Rows of box annotation data:

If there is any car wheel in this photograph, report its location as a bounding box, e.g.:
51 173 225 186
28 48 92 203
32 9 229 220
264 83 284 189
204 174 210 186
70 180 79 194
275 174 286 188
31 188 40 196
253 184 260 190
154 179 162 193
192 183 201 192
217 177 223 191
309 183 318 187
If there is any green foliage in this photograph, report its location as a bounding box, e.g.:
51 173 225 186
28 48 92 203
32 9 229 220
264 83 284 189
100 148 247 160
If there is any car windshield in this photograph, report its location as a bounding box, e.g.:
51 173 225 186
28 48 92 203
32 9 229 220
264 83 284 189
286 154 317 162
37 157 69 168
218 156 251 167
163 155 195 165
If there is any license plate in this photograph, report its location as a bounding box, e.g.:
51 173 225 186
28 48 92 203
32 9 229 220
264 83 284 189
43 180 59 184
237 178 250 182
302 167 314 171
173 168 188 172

§ **The problem**
Write out every line of the listing again, requests included, with 14 subtracted from each number in the bounding box coordinates that serve as answers. Leave the requests and their sample coordinates as they are.

§ **Task solution**
If there is any car wheel in this photograph, report its location as a bounding box, e.g.:
51 173 225 186
28 48 92 203
32 9 229 220
264 83 284 189
190 160 196 172
56 166 65 180
261 160 272 174
17 174 26 182
239 170 246 176
140 165 148 179
178 169 187 178
203 163 209 177
295 169 304 173
If there is any green foliage in this photograph, report its location as a bounding box, e.g.:
51 173 225 186
28 48 92 203
32 9 229 220
264 83 284 189
86 134 233 146
If there is any car windshield in this photograph, report its location as a bounding box, e.g.:
51 173 225 186
28 48 92 203
32 9 229 220
264 83 284 189
272 140 303 148
23 143 55 154
204 142 237 153
149 141 181 151
If there is any license plate in this photograph, report its location as a bounding box, e.g.:
51 173 225 186
28 48 92 203
32 9 229 220
264 83 284 189
29 166 45 170
223 164 236 168
288 153 300 157
159 154 174 158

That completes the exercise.